• [What is required] When you give the entries again, keep every word as it stands and drop the pictures.

Material for this task START

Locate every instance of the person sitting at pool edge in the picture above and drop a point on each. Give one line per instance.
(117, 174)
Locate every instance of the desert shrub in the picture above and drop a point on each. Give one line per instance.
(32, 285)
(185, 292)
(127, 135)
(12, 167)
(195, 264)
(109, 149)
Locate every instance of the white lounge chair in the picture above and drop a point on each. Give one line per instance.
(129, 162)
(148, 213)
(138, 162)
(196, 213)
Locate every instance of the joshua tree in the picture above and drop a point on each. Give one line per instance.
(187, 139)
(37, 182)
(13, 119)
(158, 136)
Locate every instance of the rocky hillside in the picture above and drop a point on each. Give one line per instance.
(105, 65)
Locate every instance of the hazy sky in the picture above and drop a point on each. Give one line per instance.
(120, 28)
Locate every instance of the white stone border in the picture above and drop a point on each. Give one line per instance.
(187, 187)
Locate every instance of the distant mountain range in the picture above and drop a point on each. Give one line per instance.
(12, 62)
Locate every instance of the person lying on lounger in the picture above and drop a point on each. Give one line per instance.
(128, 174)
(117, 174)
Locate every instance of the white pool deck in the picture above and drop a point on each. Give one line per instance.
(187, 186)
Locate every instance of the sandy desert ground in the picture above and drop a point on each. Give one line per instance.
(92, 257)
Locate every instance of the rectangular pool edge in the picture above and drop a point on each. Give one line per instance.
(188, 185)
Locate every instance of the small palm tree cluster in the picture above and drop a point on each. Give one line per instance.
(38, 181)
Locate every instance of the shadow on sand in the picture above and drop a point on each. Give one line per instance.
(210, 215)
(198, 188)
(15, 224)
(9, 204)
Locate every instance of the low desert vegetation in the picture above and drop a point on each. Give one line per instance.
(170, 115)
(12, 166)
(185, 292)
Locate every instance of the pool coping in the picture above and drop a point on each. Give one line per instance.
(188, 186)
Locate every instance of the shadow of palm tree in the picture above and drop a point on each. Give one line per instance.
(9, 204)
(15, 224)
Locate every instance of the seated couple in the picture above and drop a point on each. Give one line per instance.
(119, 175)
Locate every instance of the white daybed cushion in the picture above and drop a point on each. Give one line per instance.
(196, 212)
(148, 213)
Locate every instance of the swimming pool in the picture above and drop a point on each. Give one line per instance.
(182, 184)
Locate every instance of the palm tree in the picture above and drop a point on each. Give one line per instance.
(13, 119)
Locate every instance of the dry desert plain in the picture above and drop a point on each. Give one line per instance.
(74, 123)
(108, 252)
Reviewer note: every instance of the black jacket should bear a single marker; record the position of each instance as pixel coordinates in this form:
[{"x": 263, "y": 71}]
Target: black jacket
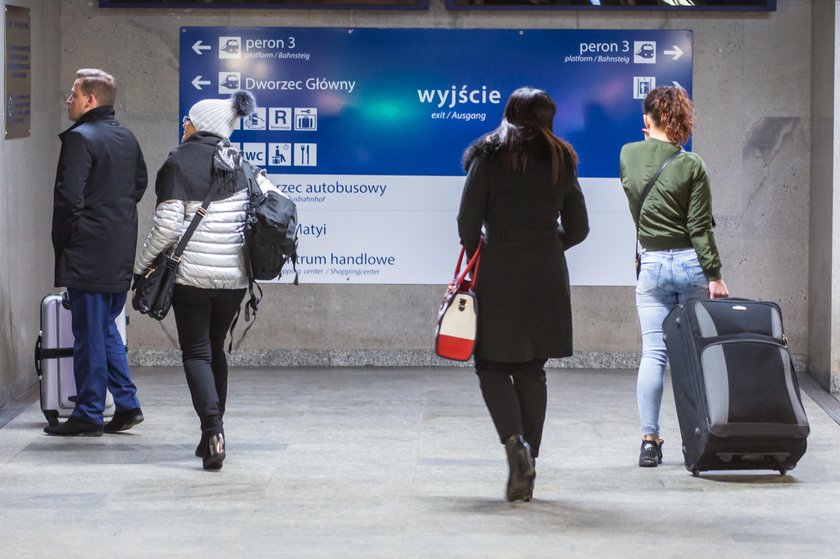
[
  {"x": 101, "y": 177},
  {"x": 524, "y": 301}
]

Material for this task END

• [Answer for the task]
Locate every instance of the person sitting at pool edge in the picture above and drop a point on each. Give one line per instance.
(117, 174)
Locate every instance of the desert shrub in the picture above and drop a point on each. Give one line per instance.
(32, 285)
(185, 292)
(127, 135)
(12, 167)
(195, 264)
(109, 149)
Locate every instance of the white lounge chair in the picture above and drop a point on each. Give one line per instance.
(129, 162)
(148, 213)
(138, 162)
(196, 213)
Locate every instance of the joshua tree in the picture above and drop a point on each. Give one line per instance.
(187, 139)
(37, 182)
(13, 119)
(158, 136)
Locate every instance of the rocky hillside in the picture above and drop a point on each. Give one line per instance.
(105, 65)
Locate every instance of the hazy sky in the picture above and drop a point on each. Give one line per instance.
(120, 28)
Locate every instance of the white stone border in the picture above and drop a point on each. Give one line per instance.
(187, 187)
Locate every instance of the distant mountain range in the picture above and drop a point on each. Give one line per instance.
(12, 62)
Locate every instance of the person lying on lounger in the picture above and drop a point on each. Give one line per instance.
(128, 174)
(117, 174)
Locate every instance of the white pool deck in the picture above and drop a point on each. Give one line per instance.
(187, 186)
Locate every instance of the sandy desert ground in the picture above and drop a point on each. Give one line per instance.
(92, 257)
Locate every instance of the rectangular pool edge in the picture above and drop a point on each. Give one line per instance.
(188, 185)
Locate every instance of the small palm tree cluster in the picture above and drop a point on each. Give one line per instance.
(38, 181)
Locate every instance of the shadow on sand in the picture above and drop a point on each. Give one line per instance.
(210, 215)
(198, 188)
(15, 224)
(9, 204)
Locate every instance of the low desert vegetation in the picture above and drop a point on each. Give one line per instance.
(170, 115)
(12, 166)
(185, 292)
Locate every instance of the pool coping in the picture above and drop a point on each. Give one line per instance.
(188, 186)
Locate every instance of the shadow of palm tree in the picture above and drop a point on each. Give one line per instance.
(9, 204)
(15, 224)
Locate every instance of the seated couple in the picture above and drop a point on each. Give one line per instance.
(119, 175)
Locate every instance of the white daybed cushion in the picture above and drop a point on each. Give one line per instance.
(196, 212)
(148, 213)
Locate every instance of the swimming pool in the picture above and drop a point on each. Give one line per instance.
(182, 184)
Locate every instance of the palm tree in the picture above and drop a point on each. Give one line per instance.
(13, 119)
Locate every instance of the dry desert plain in the picture above and drop a point on each. Give one line per instance.
(74, 123)
(108, 252)
Reviewer note: every instance of the black jacket should bear a single marker; record the position of each instance as pixel coordinates in this form:
[{"x": 263, "y": 71}]
Target: black jacket
[
  {"x": 101, "y": 177},
  {"x": 524, "y": 301}
]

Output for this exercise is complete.